**YOUR ASSIGNMENT**: The reply must contain all of the records, unchanged.

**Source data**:
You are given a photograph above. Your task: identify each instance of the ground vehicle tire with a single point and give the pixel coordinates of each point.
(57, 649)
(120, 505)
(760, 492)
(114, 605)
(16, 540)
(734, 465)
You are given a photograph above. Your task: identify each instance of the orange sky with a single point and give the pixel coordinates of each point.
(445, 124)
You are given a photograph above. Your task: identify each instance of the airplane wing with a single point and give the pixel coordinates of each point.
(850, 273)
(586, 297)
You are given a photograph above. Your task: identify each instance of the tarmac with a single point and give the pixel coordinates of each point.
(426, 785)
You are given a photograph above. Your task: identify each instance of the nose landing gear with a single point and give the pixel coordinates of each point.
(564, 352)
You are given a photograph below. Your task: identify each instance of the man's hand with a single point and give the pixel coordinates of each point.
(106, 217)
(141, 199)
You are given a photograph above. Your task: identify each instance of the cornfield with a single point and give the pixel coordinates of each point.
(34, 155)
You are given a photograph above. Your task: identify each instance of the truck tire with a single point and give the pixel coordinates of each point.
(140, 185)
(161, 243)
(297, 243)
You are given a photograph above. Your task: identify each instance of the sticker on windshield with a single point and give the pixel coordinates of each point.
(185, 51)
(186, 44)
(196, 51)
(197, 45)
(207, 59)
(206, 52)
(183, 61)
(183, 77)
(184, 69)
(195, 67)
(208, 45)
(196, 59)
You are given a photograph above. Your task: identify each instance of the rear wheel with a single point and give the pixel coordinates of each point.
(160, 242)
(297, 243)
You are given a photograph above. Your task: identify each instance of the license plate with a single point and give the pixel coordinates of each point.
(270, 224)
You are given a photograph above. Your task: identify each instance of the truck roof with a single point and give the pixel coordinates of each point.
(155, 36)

**SOLUTION**:
You are given a photograph above. Your task: identify each instance of the ground vehicle tire with a single point and give the pixel coordinates of each point.
(57, 649)
(120, 505)
(760, 492)
(114, 605)
(16, 540)
(734, 465)
You are given a photograph above. Your task: identify each instance of the orange sky with a single point and give the pixel coordinates of each point.
(445, 124)
You are given a photograph above. Your task: identify each instance of the airplane wing with a single point and give the pixel coordinates of each point.
(850, 273)
(586, 297)
You are given a photograph above. Your task: identify each instance of the tarmac with a single point and give the pixel coordinates of each point.
(426, 785)
You are given a photograph above. Your task: identify each instance of the nose landing gear with a single point and give the pixel coordinates of each point.
(564, 352)
You are given a photograph below. Your task: identify each instance of the man's hand with a single point and give the pixel coordinates of each point.
(106, 217)
(141, 199)
You are given a photograph above. Your task: identify each instance of the cornfield with a single point and give the pixel coordinates of each point.
(34, 155)
You are given a photograph above. Your task: identify each instance of the truck tire with a single point and give the pixel coordinates of each point.
(140, 185)
(161, 243)
(297, 243)
You are given a photograph above. Your task: identify each instance of the sticker on windshield with a single point and give the pixel coordinates of each point.
(185, 51)
(186, 44)
(196, 51)
(197, 45)
(207, 59)
(206, 52)
(183, 61)
(183, 77)
(184, 69)
(195, 67)
(208, 45)
(196, 59)
You are given a photograph above. Your task: identify each instance of the rear wheel with a single point and give the pixel coordinates of each point.
(160, 242)
(297, 243)
You are given a photograph above. Your task: identify each instance of the license plate with a single point and give the pixel coordinates of each point.
(270, 224)
You are given a photograph above. Your task: identify each instance of the truck roof with a single point and give the pixel coordinates of each point.
(155, 36)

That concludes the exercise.